> **TEXTO CITADO**:
.....
Con
motivo de la telúrica del mes de julio del año 2009 de Capulí,
Vallejo y su Tierra en Santiago de Chuco, nos propusimos realizar un
video documental tomando como base el concierto multitudinario que
Julio Humala ofrecería a nombre de Capulí en la Plaza de Armas y en
el día estelar de la Fiesta Patronal del Apóstol Santiago.
Para cumplir son este y otros fines viajamos un equipo de personas
entre poetas, músicos, camarógrafos, declamadores, comunicadores,
ingenieros y personas estudiosas de la vida y obra de César Vallejo,
a fin de participar en este propósito y concretar una obra que
circule por todos los continentes representando bien al Perú y al
mundo andino; y ello por contener las siguientes vigas maestras:
A. César Vallejo y su espíritu. B. Santiago de Chuco, tierra del
poeta. C. Julio Humala y su canto andino. D. El patrimonio y la
identidad de nuestros pueblos. E. Las danzas y el folclore de la
serranía. F. La fiesta regional con sus manifestaciones primigenias.
G. La religiosidad. H. El fervor y entusiasmo popular en la Plaza de
Toros. I. Capulí, Vallejo y su Tierra como un movimiento cultural que
se propone incendiar las praderas rescatando los valores del Perú
eterno.
Se han hecho filmaciones en calles, casonas, ferias, caminos, ríos,
altozanos y colinas; y de manera especial: en la Casa de Vallejo, en
el cementerio de la ciudad, en el balneario de aguas termales de
Cachicadán; así como, ya en Lima, en la casona de la Universidad
Nacional Mayor de San Marcos.
El video conjuga varios géneros de producción de textos. Así: el
documental, la entrevista, el testimonio, la glosa académica, la cita
textual y el perfil; con lo que pretendemos ofrecer una nueva expresión
artística, razón por la cual el acto de su presentación contará
con el comentario de académicos de calidad excepcional como de
expertos en la materia.
.....
> **LÍNEAS DADAS**:
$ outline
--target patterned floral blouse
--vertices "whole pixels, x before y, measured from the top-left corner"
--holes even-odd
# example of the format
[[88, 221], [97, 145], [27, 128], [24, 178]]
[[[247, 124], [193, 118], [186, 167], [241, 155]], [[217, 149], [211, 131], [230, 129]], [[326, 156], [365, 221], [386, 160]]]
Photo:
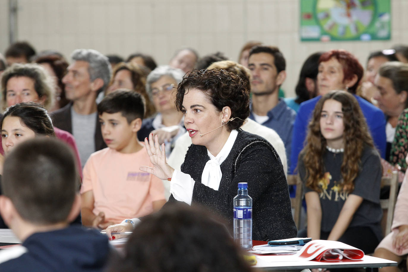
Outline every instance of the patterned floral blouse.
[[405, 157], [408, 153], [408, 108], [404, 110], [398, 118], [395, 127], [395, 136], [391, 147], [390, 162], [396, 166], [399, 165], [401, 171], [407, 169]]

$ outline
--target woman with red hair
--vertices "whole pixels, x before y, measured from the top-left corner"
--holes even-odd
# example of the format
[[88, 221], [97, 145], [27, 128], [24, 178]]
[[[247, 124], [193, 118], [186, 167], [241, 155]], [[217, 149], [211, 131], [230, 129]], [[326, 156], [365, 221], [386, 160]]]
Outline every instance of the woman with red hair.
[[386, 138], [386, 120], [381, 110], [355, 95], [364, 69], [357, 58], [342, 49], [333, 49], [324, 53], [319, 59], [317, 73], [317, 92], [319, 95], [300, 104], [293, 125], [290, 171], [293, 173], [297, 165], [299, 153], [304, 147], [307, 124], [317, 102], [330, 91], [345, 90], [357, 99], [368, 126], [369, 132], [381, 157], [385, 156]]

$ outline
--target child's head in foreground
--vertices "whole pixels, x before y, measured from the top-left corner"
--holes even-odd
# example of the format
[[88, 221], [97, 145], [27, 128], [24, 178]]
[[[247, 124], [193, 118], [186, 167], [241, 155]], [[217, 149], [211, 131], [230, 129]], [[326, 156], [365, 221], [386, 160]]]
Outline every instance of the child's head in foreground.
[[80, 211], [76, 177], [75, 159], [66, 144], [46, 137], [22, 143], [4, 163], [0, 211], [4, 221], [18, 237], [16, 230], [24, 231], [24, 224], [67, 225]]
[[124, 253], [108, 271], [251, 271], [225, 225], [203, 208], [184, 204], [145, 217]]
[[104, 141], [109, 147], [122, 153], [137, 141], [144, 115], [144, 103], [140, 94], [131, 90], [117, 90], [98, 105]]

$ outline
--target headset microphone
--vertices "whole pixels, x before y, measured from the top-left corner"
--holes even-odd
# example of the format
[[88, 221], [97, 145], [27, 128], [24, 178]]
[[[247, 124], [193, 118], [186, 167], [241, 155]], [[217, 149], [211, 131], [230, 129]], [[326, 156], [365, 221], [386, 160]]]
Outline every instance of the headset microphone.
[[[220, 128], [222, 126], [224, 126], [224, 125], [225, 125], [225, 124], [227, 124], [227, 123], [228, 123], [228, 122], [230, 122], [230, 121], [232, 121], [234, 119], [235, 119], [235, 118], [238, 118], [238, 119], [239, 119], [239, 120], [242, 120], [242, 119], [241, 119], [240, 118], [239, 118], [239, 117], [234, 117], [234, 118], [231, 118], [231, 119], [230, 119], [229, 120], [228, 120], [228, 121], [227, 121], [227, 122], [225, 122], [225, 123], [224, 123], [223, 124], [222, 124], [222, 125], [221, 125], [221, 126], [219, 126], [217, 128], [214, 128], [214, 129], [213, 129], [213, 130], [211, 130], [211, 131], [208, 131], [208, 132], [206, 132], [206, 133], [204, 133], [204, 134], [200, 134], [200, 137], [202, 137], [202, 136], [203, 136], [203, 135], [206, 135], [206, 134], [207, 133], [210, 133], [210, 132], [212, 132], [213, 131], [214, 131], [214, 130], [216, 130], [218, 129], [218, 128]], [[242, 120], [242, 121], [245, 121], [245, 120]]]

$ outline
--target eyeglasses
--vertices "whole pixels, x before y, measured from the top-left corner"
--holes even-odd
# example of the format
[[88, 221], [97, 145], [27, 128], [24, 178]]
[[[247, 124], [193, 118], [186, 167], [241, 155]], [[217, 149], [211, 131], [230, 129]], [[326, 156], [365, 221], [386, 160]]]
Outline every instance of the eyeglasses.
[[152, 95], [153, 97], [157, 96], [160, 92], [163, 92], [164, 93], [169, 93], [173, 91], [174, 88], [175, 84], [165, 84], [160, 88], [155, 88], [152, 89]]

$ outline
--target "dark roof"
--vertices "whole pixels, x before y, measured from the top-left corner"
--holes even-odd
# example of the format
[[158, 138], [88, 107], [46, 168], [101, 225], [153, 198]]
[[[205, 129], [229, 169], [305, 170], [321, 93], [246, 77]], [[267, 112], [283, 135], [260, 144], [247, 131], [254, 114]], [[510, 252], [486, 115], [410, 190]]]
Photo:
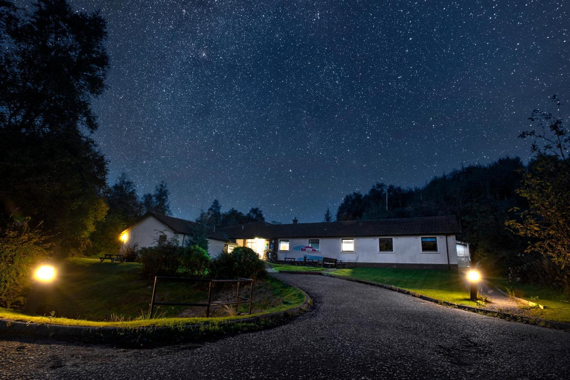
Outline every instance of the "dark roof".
.....
> **TAREA INDICADA 1**: Según el texto sobre el video documental, ¿en qué lugar estaba el balneario de aguas termales donde se filmó?
> **TAREA INDICADA 2**: En el texto sobre el video documental, cambia "colinas" por "cerros" dentro del fragmento que abre con las palabras que contienen "Se han hecho" y cierra con "de San Marcos.".
> **TAREA INDICADA 3**: Reescribe como lista, sin perder sus datos principales, el párrafo del texto sobre el video documental que comienza con "El video conjuga varios géneros".

> **RESPUESTA COMPLETA 1**: En Cachicadán.

> **RESPUESTA COMPLETA 2**:
Se han hecho filmaciones en calles, casonas, ferias, caminos, ríos,
altozanos y cerros; y de manera especial: en la Casa de Vallejo, en
el cementerio de la ciudad, en el balneario de aguas termales de
Cachicadán; así como, ya en Lima, en la casona de la Universidad
Nacional Mayor de San Marcos.

> **RESPUESTA COMPLETA 3**:
El video combina estos géneros de producción de textos:
- el documental
- la entrevista
- el testimonio
- la glosa académica
- la cita textual
- el perfil

Con ello se busca ofrecer una nueva expresión artística. Por esa razón, su presentación contará con el comentario de académicos de calidad excepcional y de expertos en la materia.